Document passage:
— Start —

Chihuly Studio’s “art for all” approach helps them grow with their audience

Chihuly Studio melds fine art with commercial brand collaborations

When it comes to brand collaborations, Chihuly Studio ensures Dale Chihuly’s iconic artistic vision remains the driving force, even when the goal is reaching an increasingly wider, and younger, audience. 

This week on Disruptive Design, DNN Editor in Chief Courtney Porter sats down with Chihuly Studio’s design and brand manager, Goretti Kaomora, to discuss how they remain uncompromisingly true to Chihuly’s singular vision. 

Together they discussed the values that make a successful brand partnership, taking risks in art and business, and appealing to a younger luxury market.

Art for all

Balancing a singular artist vision with commercial viability is something Chihuly Studio has long excelled at. On selecting the right brands to partner with, Kaomora had this to say: “We want to find brands that are synonymous with the industries they’re in and appeal to a large group of people,” Kaomora said. “This ties [in]to Chihuly’s artwork being accessible to all.” For example, The Rug Company partnered with Chihuly Studio on their rug collaboration.

— End —

Material shown:
— Start —

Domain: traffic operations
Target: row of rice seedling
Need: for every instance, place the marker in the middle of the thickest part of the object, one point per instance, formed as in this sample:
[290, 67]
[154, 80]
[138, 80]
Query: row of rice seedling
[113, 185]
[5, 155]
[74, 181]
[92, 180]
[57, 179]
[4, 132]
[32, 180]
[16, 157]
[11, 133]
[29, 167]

— End —

Reproduce verbatim the passage of the Chihuly Studio article above, starting with "Together they discussed" and going on through "their rug collaboration.".

Together they discussed the values that make a successful brand partnership, taking risks in art and business, and appealing to a younger luxury market.

Art for all

Balancing a singular artist vision with commercial viability is something Chihuly Studio has long excelled at. On selecting the right brands to partner with, Kaomora had this to say: “We want to find brands that are synonymous with the industries they’re in and appeal to a large group of people,” Kaomora said. “This ties [in]to Chihuly’s artwork being accessible to all.” For example, The Rug Company partnered with Chihuly Studio on their rug collaboration.